Aufgabe 1
Beantworten Sie anhand des Textabschnitts über die Koi folgende Fragen:
(a) Mit wie vielen dreijährigen Koi waren die Teiche besetzt?
(b) Wie lange dauerte die Rückfahrt?
(c) In welchen Sprachen wurde dem Jungen geantwortet, während er die Bilder auf Japanisch benannte?

Textabschnitt
:::::
Die Teiche waren bei einer Flächenausdehnung von bis zu drei Hektar mit lediglich 130 dreijährigen Koi besetzt. Diese Anzahl die zwanzig Meter lange, im 45 Grad Winkel angestellte Böschung bzw. Stauwand hochzutragen, ist für alle Beteiligten ein richtiger Kraftakt. Und erst nachdem alle Koi verladen waren, wurde eine Mittagspause eingelegt. Anschließend stand die zweistündige Rückfahrt an. Kaum angekommen, wurden die Koi umgehend abgeladen und abermals auf ihr Geschlecht geprüft. Die männlichen Koi wurden sofort aussortiert. Eigentlich sollen bei den dreijährigen Tieren keine »Männer« mit im Teich sein. Das Verletzungsrisiko der weiblichen Tiere beim wilden Ablaichen im Naturteich wäre zu gefährlich für die Weibchen. Jedes Weibchen wird an Shigero Mano weitergereicht. Er sortiert die Tiere nach ihrem Wert und oder nach ihren Besitzern. Von jedem Koi existiert ein Bild. Darauf stehen die Größe zum Zeitpunkt des Aussetzens in die Mudponds sowie Angaben zu Elterntieren und Blutlinie.
Obwohl ich schon seit Jahren mit der Familie Mano befreundet bin, war der Kontakt noch nie so intensiv. Frühstück, Mittagessen und Abendmahl fanden immer im Kreise der Familie statt. Auch der heute dreijährige »Thronfolger«, ein etwas schüchterner, jedoch sehr liebenswerter Junge, »taute« mit der Zeit auf. Geholfen hat sicherlich das kleine Bilderbuch, das ich ihm geschenkt hatte. Während er mir erklärte wie das jeweils Gezeigte auf Japanisch heißt, antwortete ich ihm in Deutsch und Englisch.
:::::
Einträge zur Positionsmarkierung von Objekten
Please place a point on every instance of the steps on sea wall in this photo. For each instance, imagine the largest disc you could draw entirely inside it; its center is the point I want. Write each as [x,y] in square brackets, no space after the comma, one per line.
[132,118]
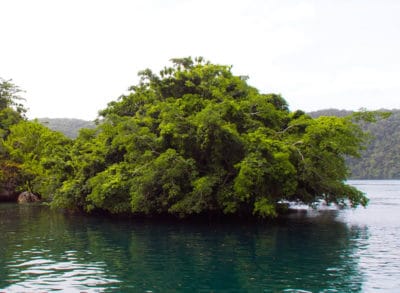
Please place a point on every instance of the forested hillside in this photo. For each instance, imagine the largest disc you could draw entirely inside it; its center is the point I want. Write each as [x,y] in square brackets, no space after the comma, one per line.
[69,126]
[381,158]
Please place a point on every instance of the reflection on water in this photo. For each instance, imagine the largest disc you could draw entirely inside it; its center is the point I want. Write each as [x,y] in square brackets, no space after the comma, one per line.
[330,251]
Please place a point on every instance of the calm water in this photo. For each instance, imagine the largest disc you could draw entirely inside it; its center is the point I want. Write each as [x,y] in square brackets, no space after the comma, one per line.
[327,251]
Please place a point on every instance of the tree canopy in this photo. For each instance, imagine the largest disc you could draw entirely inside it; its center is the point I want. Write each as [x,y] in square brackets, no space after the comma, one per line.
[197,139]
:::::
Aufgabe 2
Geben Sie die Datensätze von der Zeile mit „Please place a point on every instance of the reflection“ bis zu ihrem Ende erneut aus und ersetzen Sie dabei „disc“ durch „circle“, ohne sonst etwas zu ändern.

Richtige Antwort 1
(a) Mit 130 Koi.
(b) Zwei Stunden.
(c) In Deutsch und Englisch.

Richtige Antwort 2
Please place a point on every instance of the reflection on water in this photo. For each instance, imagine the largest circle you could draw entirely inside it; its center is the point I want. Write each as [x,y] in square brackets, no space after the comma, one per line.
[330,251]
Please place a point on every instance of the calm water in this photo. For each instance, imagine the largest circle you could draw entirely inside it; its center is the point I want. Write each as [x,y] in square brackets, no space after the comma, one per line.
[327,251]
Please place a point on every instance of the tree canopy in this photo. For each instance, imagine the largest circle you could draw entirely inside it; its center is the point I want. Write each as [x,y] in square brackets, no space after the comma, one per line.
[197,139]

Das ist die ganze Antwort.